Segment Start: MATERIAL SUPPLIED
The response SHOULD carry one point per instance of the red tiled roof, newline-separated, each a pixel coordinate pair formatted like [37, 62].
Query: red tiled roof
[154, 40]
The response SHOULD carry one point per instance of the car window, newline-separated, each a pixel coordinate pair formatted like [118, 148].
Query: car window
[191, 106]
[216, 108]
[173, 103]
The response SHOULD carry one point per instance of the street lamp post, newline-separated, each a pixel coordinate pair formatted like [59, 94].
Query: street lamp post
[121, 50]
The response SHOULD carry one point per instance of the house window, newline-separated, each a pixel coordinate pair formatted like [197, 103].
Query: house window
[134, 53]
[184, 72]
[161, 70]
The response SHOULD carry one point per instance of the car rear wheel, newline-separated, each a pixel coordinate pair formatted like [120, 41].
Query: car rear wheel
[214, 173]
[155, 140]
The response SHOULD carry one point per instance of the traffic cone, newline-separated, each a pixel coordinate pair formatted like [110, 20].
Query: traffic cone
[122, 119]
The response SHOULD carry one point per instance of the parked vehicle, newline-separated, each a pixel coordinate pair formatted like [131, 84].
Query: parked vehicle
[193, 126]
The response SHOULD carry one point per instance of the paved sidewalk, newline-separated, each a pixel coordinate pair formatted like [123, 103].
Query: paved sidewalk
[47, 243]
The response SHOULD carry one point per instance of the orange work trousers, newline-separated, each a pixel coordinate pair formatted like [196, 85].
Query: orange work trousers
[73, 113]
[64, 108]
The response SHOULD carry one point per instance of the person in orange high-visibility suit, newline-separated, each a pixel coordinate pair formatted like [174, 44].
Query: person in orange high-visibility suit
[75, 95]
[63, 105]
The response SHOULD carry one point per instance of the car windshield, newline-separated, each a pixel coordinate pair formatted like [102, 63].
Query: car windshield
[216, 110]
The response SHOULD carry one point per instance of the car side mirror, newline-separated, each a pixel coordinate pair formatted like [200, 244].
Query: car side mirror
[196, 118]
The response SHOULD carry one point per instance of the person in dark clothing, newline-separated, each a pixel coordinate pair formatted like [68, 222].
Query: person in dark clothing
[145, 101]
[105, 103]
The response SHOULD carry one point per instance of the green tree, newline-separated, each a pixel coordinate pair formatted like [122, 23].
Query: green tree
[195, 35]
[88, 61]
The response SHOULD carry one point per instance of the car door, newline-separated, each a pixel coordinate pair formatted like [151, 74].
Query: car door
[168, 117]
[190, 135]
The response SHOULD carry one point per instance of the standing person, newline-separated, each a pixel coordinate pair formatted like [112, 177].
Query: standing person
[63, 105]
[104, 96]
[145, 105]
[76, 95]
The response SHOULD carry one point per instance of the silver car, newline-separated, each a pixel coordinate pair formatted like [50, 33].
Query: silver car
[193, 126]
Segment End: MATERIAL SUPPLIED
Go through the records above and set each one down exactly, please.

■ **RESPONSE BELOW**
The response SHOULD carry one point per instance of the red tiled roof, newline-separated, each a pixel coordinate pair formatted like [37, 62].
Query: red tiled roof
[154, 40]
The response SHOULD carry one point per instance of the car window, newline-separated, each a pixel coordinate pair formatted like [118, 148].
Query: car window
[191, 106]
[216, 108]
[173, 103]
The response SHOULD carry one point per instance of the street lamp post, newline-separated, each a pixel coordinate pair formatted like [59, 94].
Query: street lamp post
[121, 50]
The response SHOULD carry one point per instance of the house window, newline-separated, each a pixel coordinate pair formatted like [197, 103].
Query: house window
[134, 53]
[184, 72]
[161, 70]
The response SHOULD carry one point per instance of the car rear wheel, newline-separated, each a pixel coordinate pair formatted like [120, 41].
Query: car rear wheel
[214, 173]
[155, 140]
The response SHOULD carry one point per instance of the traffic cone, newline-separated, each a pixel coordinate pair formatted like [110, 20].
Query: traffic cone
[122, 119]
The response SHOULD carry one point per instance of the parked vehicle, newline-separated, each a pixel coordinate pair formatted like [131, 84].
Query: parked vehicle
[193, 126]
The response SHOULD carry one point per instance of the paved sidewalk, newline-separated, each a pixel coordinate pair formatted like [123, 103].
Query: paved sidewalk
[47, 243]
The response SHOULD carry one point per instance of the orange work trousers, newline-separated, each a pixel coordinate pair formatted like [196, 85].
Query: orange work trousers
[73, 113]
[64, 108]
The response SHOULD carry one point per instance of the person in orange high-visibility suit, newline-separated, each a pixel coordinate pair formatted like [174, 44].
Query: person in orange high-visibility suit
[75, 95]
[63, 105]
The response SHOULD carry one point per instance of the car windshield, newline-separated, each a pixel coordinate pair formatted like [102, 63].
Query: car windshield
[216, 110]
The response SHOULD carry one point per instance of the car side mirror, newline-separated, each a pixel coordinate pair formatted like [200, 244].
Query: car side mirror
[196, 118]
The response SHOULD carry one point per instance of the person in dark clothing, newline-separated, each a pixel coordinate pair formatted like [68, 222].
Query: person in dark clothing
[145, 101]
[105, 103]
The response SHOULD carry one point per instance of the green tree, newline-separated, each a pixel coordinate pair formatted like [122, 23].
Query: green tree
[195, 35]
[88, 61]
The response SHOULD carry one point per instance of the car door, newline-separated, each a pixel coordinate pair formatted like [151, 74].
Query: car door
[168, 117]
[190, 135]
The response SHOULD carry one point per instance of the standing person, newline-separated, each a pixel coordinate pair formatted like [112, 177].
Query: standing person
[63, 105]
[104, 96]
[145, 105]
[76, 95]
The response SHOULD carry one point per instance of the silver car, newline-separated, each a pixel coordinate pair formatted like [50, 33].
Query: silver car
[193, 126]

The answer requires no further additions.